All entries below are to be set down again, identical to the source.

-- Records for this exercise start --

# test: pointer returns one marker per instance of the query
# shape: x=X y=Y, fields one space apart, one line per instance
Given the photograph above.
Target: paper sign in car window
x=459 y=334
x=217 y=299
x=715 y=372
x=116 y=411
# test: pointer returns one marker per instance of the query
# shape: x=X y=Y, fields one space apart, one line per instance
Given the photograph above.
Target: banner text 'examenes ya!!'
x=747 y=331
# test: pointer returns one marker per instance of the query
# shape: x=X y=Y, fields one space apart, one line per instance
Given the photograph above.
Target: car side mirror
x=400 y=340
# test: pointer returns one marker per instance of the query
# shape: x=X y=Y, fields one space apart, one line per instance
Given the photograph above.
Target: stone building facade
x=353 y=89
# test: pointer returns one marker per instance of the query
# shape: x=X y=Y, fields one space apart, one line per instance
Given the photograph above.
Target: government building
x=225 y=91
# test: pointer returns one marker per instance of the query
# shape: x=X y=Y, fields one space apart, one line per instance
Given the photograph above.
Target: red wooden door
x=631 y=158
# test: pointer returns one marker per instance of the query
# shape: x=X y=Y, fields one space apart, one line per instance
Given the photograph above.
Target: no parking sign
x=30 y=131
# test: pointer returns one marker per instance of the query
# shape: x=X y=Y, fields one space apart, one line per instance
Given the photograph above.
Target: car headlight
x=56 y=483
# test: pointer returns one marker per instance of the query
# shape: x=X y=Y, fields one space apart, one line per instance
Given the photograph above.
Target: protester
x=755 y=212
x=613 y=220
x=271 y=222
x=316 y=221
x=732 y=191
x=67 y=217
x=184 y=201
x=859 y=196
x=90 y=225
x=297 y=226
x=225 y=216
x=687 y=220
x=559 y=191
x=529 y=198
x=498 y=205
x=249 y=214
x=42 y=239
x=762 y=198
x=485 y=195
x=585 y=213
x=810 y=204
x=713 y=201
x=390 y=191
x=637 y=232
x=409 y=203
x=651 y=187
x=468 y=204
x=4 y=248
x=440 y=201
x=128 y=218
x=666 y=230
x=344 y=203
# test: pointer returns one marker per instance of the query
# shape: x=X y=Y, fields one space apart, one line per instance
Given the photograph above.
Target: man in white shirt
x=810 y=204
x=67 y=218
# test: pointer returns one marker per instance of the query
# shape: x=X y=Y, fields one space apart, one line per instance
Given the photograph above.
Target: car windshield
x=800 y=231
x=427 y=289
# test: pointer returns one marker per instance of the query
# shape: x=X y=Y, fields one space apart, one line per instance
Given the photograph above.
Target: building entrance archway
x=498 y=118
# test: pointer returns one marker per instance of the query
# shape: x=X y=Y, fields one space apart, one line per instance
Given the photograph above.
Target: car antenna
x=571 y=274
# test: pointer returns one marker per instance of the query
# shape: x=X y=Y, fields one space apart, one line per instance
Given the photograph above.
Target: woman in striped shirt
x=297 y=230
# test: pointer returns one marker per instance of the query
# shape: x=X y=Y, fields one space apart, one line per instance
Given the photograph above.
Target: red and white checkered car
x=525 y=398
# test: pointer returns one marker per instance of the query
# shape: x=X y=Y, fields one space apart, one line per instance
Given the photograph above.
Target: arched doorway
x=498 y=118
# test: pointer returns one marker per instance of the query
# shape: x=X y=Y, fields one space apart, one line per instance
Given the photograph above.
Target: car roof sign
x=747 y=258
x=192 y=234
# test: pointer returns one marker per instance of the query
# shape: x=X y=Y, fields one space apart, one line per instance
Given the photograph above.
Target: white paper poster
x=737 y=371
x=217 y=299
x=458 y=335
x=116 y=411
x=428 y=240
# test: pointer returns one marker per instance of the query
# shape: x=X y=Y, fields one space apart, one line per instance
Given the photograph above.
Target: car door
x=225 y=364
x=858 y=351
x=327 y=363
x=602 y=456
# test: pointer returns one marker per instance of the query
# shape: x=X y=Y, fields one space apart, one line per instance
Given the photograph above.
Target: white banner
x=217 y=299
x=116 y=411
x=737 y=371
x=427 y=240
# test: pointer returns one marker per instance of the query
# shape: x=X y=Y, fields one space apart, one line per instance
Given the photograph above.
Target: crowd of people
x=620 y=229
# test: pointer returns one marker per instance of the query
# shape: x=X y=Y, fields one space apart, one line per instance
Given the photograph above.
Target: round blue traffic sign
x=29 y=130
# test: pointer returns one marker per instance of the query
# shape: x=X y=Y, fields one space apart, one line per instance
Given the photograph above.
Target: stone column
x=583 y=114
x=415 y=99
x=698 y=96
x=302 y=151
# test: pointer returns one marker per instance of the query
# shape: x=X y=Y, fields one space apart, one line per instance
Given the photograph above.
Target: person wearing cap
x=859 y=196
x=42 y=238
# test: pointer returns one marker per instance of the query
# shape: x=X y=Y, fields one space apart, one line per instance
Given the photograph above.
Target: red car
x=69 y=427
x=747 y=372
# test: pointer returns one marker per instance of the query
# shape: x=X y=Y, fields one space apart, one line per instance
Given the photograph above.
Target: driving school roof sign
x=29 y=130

-- Records for this exercise end --

Solution to the problem:
# test: pointer returns one marker per instance of the query
# shape: x=X y=Y, fields one space apart, one line per instance
Given the photograph above.
Target: paper sign in car window
x=459 y=334
x=217 y=299
x=715 y=372
x=116 y=411
# test: pointer returns one marker per instance of the query
# shape: x=X y=Y, fields one space apart, one line per instance
Given the photograph above.
Target: banner text 'examenes ya!!'
x=747 y=331
# test: pointer returns one marker per instance of the query
# shape: x=X y=Y, fields one space apart, one line per instance
Given the photograph above.
Target: car side mirror
x=400 y=340
# test: pointer returns one marker per instance of the query
# shape: x=X y=Y, fields one space apart, one line per instance
Given the photograph above.
Target: stone building facade
x=353 y=89
# test: pointer returns one marker per instance of the query
# shape: x=X y=Y, fields one space apart, one line per instance
Given the photograph above.
Target: government building
x=225 y=91
# test: pointer returns one marker per instance of the query
# shape: x=X y=Y, fields one space apart, one line per instance
Given the photograph above.
Target: red wooden door
x=631 y=158
# test: pointer returns one marker per instance of the query
# shape: x=X y=Y, fields one space apart, one line per instance
Given the photograph above.
Target: no parking sign
x=30 y=131
# test: pointer returns one marker per instance of the query
# shape: x=X y=Y, fields one space apart, one line per instance
Given the photograph above.
Target: car headlight
x=56 y=483
# test: pointer returns one marker per instance of the query
# shape: x=X y=Y, fields one space apart, one line per instance
Given the photograph above.
Target: protester
x=755 y=212
x=613 y=220
x=271 y=222
x=316 y=221
x=732 y=191
x=67 y=217
x=184 y=201
x=859 y=196
x=90 y=225
x=297 y=226
x=225 y=216
x=687 y=220
x=559 y=191
x=529 y=198
x=498 y=205
x=249 y=214
x=42 y=239
x=762 y=198
x=485 y=195
x=585 y=213
x=810 y=204
x=713 y=201
x=390 y=191
x=637 y=232
x=409 y=203
x=651 y=187
x=468 y=204
x=4 y=248
x=440 y=201
x=128 y=218
x=666 y=230
x=344 y=203
# test: pointer returns one marker per instance of the query
# shape: x=X y=Y, fields one space apart, one line per instance
Given the photograph above.
Target: man in white shirt
x=810 y=204
x=67 y=218
# test: pointer returns one marker per instance of the query
# shape: x=X y=Y, fields one space apart, one line per instance
Given the photograph above.
Target: car windshield
x=800 y=231
x=427 y=289
# test: pointer returns one marker per instance of the query
# shape: x=X y=Y, fields one space apart, one line per instance
Given the photograph above.
Target: building entrance archway
x=498 y=118
# test: pointer returns one marker per instance of the query
# shape: x=X y=Y, fields one space apart, one line per instance
Given the photograph above.
Target: car antenna
x=571 y=274
# test: pointer returns one marker per instance of the query
# shape: x=X y=Y, fields one space apart, one line per instance
Given the photograph above.
Target: woman in striped shirt
x=297 y=230
# test: pointer returns one marker per instance of the query
# shape: x=X y=Y, fields one space apart, one line per instance
Given the photograph above.
Target: red and white checkered car
x=525 y=398
# test: pointer returns one marker per instance of the query
# shape: x=X y=Y, fields one space apart, one line per instance
Given the photograph above.
Target: arched doorway
x=498 y=118
# test: pointer returns one marker per instance of the query
# shape: x=X y=Y, fields one space apart, one line per instance
Given the photograph above.
Target: car roof sign
x=747 y=258
x=192 y=234
# test: pointer returns one marker per instance of the query
# shape: x=X y=Y, fields one space apart, one line per instance
Given the photograph above.
Target: white paper poster
x=737 y=371
x=217 y=299
x=458 y=335
x=116 y=411
x=428 y=240
# test: pointer returns one marker per instance of the query
# shape: x=X y=Y, fields one space apart, one line per instance
Given the photograph above.
Target: car door
x=225 y=364
x=858 y=351
x=327 y=363
x=602 y=456
# test: pointer returns one marker per instance of the query
# shape: x=X y=Y, fields one space apart, one line per instance
Given the photograph above.
Target: white banner
x=217 y=299
x=116 y=411
x=737 y=371
x=427 y=240
# test: pointer returns one marker per instance of the query
# shape: x=X y=Y, fields one space apart, one line per instance
Given the photograph above.
Target: crowd of people
x=620 y=229
# test: pointer returns one marker per instance of the query
# shape: x=X y=Y, fields one space apart, one line per instance
Given the photograph above.
Target: round blue traffic sign
x=29 y=130
# test: pointer returns one marker per instance of the query
# shape: x=X y=Y, fields one space apart, one line per instance
Given the photograph above.
Target: stone column
x=583 y=114
x=415 y=99
x=698 y=96
x=302 y=151
# test: pointer returns one marker per instance of the query
# shape: x=X y=Y, fields one space apart, one line per instance
Given the photograph above.
Target: person wearing cap
x=859 y=196
x=42 y=238
# test: pointer returns one marker per instance of the query
# shape: x=X y=Y, fields one space apart, one line per instance
Given the photograph above.
Target: red car
x=69 y=427
x=747 y=372
# test: pointer returns one marker per instance of the query
# shape: x=X y=Y, fields one space apart, one line per instance
Given the photograph above.
Target: driving school roof sign
x=29 y=130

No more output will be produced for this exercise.